#### What is expected:
Quote the line containing "Can you find the index" and all lines that follow it in the listing below, exactly as written.

^^^^

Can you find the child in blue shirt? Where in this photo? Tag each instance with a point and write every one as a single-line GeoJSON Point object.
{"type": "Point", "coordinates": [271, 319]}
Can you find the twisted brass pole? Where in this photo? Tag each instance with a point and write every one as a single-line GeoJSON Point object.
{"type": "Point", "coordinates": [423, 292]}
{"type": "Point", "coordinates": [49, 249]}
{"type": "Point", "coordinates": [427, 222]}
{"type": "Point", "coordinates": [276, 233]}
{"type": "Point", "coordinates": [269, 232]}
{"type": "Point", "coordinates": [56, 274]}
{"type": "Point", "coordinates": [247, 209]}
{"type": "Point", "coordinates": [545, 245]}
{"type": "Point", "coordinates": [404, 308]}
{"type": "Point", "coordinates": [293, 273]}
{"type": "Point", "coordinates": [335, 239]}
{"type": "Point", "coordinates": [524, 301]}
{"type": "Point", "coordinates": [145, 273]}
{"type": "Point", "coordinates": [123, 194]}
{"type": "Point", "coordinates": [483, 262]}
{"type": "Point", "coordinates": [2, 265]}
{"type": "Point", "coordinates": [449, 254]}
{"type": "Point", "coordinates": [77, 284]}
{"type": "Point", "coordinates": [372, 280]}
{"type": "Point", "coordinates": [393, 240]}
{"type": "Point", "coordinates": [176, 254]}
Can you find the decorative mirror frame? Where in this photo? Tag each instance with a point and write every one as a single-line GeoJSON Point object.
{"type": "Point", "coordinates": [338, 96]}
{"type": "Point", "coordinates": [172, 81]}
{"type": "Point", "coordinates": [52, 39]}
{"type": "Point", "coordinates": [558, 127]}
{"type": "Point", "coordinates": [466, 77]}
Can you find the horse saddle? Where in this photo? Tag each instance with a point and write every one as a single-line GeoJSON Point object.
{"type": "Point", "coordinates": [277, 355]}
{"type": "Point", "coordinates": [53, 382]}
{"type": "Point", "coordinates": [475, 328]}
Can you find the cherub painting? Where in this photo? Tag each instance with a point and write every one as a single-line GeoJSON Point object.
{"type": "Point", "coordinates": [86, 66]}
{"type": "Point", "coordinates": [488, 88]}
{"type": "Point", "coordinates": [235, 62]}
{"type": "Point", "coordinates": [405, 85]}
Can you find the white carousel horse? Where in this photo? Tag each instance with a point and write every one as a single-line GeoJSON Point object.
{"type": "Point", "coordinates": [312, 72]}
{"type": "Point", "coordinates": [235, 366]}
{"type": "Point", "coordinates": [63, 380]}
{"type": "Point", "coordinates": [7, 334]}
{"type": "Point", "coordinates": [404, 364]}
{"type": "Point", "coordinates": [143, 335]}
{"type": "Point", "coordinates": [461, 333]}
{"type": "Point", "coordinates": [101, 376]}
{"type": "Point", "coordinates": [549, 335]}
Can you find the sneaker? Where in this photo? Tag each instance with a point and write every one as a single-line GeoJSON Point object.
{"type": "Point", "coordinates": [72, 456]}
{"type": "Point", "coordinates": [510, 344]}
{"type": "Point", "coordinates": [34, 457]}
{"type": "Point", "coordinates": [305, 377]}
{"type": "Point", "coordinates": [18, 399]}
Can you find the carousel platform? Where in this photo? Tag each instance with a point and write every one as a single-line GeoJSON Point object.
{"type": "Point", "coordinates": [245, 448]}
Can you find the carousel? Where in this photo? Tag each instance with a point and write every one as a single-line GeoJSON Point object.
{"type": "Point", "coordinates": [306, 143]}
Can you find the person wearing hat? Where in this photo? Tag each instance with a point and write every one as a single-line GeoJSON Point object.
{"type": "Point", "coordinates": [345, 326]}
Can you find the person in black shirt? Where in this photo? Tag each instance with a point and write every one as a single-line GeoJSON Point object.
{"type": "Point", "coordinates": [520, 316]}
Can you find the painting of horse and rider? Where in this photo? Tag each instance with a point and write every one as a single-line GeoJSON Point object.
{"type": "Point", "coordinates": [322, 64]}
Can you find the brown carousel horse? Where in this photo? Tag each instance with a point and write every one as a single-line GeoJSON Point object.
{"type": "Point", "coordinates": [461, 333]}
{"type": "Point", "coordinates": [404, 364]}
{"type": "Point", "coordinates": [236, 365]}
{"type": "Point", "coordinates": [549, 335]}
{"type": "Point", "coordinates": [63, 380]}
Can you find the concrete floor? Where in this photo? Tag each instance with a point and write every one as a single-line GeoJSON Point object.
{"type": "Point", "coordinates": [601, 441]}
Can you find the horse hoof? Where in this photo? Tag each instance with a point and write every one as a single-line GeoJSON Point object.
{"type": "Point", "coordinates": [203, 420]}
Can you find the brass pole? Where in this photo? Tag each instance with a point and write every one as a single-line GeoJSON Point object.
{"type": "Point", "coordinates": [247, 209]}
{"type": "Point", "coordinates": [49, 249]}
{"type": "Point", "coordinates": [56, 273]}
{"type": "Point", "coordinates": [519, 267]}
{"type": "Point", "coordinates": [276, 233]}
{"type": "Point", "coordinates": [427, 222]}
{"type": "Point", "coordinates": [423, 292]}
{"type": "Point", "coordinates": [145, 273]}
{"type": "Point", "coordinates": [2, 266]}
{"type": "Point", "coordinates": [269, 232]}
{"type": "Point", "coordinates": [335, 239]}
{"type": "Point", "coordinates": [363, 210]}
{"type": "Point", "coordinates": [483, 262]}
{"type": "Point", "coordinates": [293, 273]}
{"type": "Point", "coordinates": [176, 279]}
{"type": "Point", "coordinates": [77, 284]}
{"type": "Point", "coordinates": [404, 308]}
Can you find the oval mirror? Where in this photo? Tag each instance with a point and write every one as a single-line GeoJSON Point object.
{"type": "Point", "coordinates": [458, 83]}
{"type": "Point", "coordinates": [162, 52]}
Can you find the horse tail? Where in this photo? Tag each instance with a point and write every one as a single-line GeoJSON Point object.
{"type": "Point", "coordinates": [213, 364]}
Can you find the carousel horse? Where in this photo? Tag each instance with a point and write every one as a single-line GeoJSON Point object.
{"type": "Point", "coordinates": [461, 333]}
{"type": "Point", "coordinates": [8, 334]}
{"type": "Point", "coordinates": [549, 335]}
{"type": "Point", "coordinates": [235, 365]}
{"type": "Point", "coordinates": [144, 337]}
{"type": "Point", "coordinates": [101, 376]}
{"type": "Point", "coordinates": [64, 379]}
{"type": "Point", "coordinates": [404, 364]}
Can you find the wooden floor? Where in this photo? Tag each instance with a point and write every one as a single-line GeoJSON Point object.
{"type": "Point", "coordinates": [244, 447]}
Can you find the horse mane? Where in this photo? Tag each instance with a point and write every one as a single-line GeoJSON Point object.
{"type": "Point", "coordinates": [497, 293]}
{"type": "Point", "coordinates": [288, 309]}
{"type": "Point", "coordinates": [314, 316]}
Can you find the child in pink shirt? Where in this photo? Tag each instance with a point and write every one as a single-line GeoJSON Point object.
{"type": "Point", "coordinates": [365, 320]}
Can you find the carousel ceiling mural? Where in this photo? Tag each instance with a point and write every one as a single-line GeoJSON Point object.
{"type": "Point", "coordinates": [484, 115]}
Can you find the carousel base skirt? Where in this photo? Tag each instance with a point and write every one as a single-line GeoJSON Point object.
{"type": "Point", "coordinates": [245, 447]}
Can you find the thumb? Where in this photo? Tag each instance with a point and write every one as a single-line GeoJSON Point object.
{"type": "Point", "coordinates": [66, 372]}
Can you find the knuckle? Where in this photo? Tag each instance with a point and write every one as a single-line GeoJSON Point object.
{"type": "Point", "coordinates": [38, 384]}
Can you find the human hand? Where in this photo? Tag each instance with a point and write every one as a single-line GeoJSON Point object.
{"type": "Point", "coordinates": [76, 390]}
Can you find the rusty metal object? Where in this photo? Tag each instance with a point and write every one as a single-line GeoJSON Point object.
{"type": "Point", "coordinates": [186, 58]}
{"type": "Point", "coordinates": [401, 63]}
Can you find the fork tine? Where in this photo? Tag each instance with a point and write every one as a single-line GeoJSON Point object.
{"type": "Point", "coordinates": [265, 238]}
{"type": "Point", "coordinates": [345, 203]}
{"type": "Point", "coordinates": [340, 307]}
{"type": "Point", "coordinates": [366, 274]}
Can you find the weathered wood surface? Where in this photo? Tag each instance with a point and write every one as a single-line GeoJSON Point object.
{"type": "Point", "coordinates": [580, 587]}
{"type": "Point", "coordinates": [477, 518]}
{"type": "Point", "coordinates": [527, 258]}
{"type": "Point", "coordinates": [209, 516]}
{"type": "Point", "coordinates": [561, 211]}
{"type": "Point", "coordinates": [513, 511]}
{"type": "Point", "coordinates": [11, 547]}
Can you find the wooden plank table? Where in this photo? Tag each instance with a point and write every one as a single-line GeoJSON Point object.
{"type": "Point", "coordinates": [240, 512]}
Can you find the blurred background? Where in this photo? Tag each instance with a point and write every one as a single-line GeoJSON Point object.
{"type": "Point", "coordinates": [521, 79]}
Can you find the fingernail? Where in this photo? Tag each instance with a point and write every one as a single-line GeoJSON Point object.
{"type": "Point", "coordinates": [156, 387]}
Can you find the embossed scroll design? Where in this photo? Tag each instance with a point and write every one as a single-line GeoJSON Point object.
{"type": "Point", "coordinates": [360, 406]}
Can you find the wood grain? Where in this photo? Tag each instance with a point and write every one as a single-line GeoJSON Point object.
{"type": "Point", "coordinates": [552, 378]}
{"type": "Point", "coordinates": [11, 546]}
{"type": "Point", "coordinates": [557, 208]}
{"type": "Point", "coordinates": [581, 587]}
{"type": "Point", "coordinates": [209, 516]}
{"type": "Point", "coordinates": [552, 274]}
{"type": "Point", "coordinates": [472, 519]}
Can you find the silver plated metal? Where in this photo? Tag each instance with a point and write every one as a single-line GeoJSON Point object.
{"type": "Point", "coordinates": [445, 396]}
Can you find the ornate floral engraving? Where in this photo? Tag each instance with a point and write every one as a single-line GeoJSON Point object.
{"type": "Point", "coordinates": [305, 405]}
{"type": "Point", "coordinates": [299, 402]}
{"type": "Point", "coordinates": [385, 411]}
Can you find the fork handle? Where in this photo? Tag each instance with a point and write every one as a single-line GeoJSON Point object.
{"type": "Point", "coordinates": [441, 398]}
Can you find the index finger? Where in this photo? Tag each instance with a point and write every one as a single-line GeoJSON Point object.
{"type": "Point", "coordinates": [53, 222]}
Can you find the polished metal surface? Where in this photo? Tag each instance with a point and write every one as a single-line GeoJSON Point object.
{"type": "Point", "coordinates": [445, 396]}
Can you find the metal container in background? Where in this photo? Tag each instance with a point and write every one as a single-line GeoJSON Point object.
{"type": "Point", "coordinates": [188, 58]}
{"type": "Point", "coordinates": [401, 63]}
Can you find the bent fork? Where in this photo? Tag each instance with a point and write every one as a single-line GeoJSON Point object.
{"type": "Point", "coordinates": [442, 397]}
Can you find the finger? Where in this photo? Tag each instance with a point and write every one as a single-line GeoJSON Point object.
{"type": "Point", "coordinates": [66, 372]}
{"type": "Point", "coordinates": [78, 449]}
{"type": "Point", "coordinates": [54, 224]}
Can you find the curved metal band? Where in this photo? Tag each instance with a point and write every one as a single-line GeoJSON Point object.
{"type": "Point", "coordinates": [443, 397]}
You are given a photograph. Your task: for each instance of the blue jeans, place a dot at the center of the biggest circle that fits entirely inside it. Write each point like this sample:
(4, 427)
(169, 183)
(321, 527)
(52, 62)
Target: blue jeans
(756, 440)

^^^^

#### The output:
Can you find the index finger? Where in this photo? Tag each instance with a point and write every one as a single-line GeoJSON Point object.
{"type": "Point", "coordinates": [53, 222]}
Can you find the polished metal surface? Where in this photo? Tag each instance with a point and write every one as a single-line GeoJSON Point object.
{"type": "Point", "coordinates": [445, 396]}
Can you find the metal container in background? Where in this photo? Tag each instance with a point and write every one as a single-line GeoJSON Point object.
{"type": "Point", "coordinates": [188, 58]}
{"type": "Point", "coordinates": [401, 63]}
Can you find the bent fork? Where in this photo? Tag each instance with a point and write every one as a single-line GeoJSON Point object.
{"type": "Point", "coordinates": [442, 397]}
Can you find the finger? Where in this photo? Tag each instance with a point and write every one as a single-line GeoJSON Point object.
{"type": "Point", "coordinates": [66, 372]}
{"type": "Point", "coordinates": [78, 449]}
{"type": "Point", "coordinates": [54, 224]}
Can you find the curved metal band? Where in this photo? Tag each instance with a point and write every one as a single-line GeoJSON Point object.
{"type": "Point", "coordinates": [443, 397]}
You are given a photograph. Your task: for each instance of the blue jeans, place a dot at the center of the biggest circle that fits entirely inside it. Write each point like this sample:
(4, 427)
(169, 183)
(321, 527)
(52, 62)
Target: blue jeans
(756, 440)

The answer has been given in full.